---- Brano di testo
Questi genitori pensano che il figlio sia di loro proprietà esclusiva, come se fosse un oggetto. Non si rendono conto che è una persona indipendente che deve costruire la sua vita e non è venuto al mondo per soddisfare i loro bisogni. È come se il cordone ombelicale non fosse mai stato reciso, per cui ogni volta che il figlio rivendica un po’ d’indipendenza, i genitori lo legano più stretto per impedirgli di abbandonare la famiglia.

In realtà, i genitori che usano i propri figli come un’àncora o un bastone sono vittime delle proprie paure e insicurezze. Perché non le superano, le trasmettono ai loro figli. In un certo senso, hanno messo in moto un meccanismo di manipolazione emotiva basato sul sacrificio e sulla sacralità dei legami familiari per “costringerli” a stare con loro e non formare una propria famiglia. Ma la maggior parte di loro non è consapevole del danno causato da queste responsabilità.
--------
---- Righe di dati
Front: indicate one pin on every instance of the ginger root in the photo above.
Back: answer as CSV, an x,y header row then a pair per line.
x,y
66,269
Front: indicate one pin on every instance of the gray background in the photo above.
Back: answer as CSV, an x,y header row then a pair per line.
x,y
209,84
--------
Cosa fare.
Ricopia senza modifiche il passo del brano sui genitori possessivi che va da "Questi genitori pensano" fino a "abbandonare la famiglia.". Le righe non hanno alcun legame con il brano.

Risposta al compito.
Questi genitori pensano che il figlio sia di loro proprietà esclusiva, come se fosse un oggetto. Non si rendono conto che è una persona indipendente che deve costruire la sua vita e non è venuto al mondo per soddisfare i loro bisogni. È come se il cordone ombelicale non fosse mai stato reciso, per cui ogni volta che il figlio rivendica un po’ d’indipendenza, i genitori lo legano più stretto per impedirgli di abbandonare la famiglia.